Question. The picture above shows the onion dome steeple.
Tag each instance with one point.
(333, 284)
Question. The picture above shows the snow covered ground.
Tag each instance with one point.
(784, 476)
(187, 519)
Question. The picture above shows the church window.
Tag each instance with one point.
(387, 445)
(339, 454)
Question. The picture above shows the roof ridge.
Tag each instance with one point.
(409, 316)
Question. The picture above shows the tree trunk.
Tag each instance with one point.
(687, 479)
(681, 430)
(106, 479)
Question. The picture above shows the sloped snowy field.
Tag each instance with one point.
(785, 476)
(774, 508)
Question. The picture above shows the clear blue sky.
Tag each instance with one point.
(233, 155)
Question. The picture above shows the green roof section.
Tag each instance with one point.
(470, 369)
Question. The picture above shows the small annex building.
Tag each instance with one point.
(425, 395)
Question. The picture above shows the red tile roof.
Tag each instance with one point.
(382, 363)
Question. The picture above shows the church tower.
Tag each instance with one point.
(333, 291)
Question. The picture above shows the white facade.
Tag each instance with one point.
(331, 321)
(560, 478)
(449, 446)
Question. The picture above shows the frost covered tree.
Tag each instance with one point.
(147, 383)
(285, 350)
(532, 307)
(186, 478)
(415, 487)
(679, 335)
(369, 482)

^^^^^^^^

WHAT YOU NEED TO DO => Write out all of the records again, swapping "church" for "chapel" everywhere it occurs and leaving everything else the same.

TASK ANSWER =>
Question. The picture above shows the onion dome steeple.
Tag each instance with one point.
(333, 284)
Question. The picture above shows the snow covered ground.
Tag each instance with one point.
(784, 476)
(187, 519)
Question. The picture above shows the chapel window.
Tag each instance with one point.
(387, 445)
(339, 454)
Question. The picture above shows the roof ridge.
Tag each instance with one point.
(409, 316)
Question. The picture above shows the tree trunk.
Tag each instance with one point.
(687, 479)
(681, 430)
(106, 479)
Question. The picture above shows the sloped snowy field.
Tag each instance with one point.
(785, 476)
(774, 508)
Question. The picture above shows the clear blue sky.
Tag each instance with one point.
(233, 155)
Question. The picture above shows the green roof section.
Tag each instance with one point.
(470, 369)
Question. The picture above shows the small annex building.
Tag each instance with one point.
(425, 395)
Question. The picture above shows the red tile roof.
Tag each instance with one point.
(382, 363)
Question. The picture above shows the chapel tower.
Tag each instance with one point.
(333, 291)
Question. The picture above shows the white facade.
Tag each instance with one point.
(331, 321)
(560, 478)
(449, 446)
Question. The picture above shows the frost covered tree.
Tag each instance with one point.
(147, 383)
(285, 350)
(532, 307)
(186, 478)
(415, 487)
(679, 335)
(369, 482)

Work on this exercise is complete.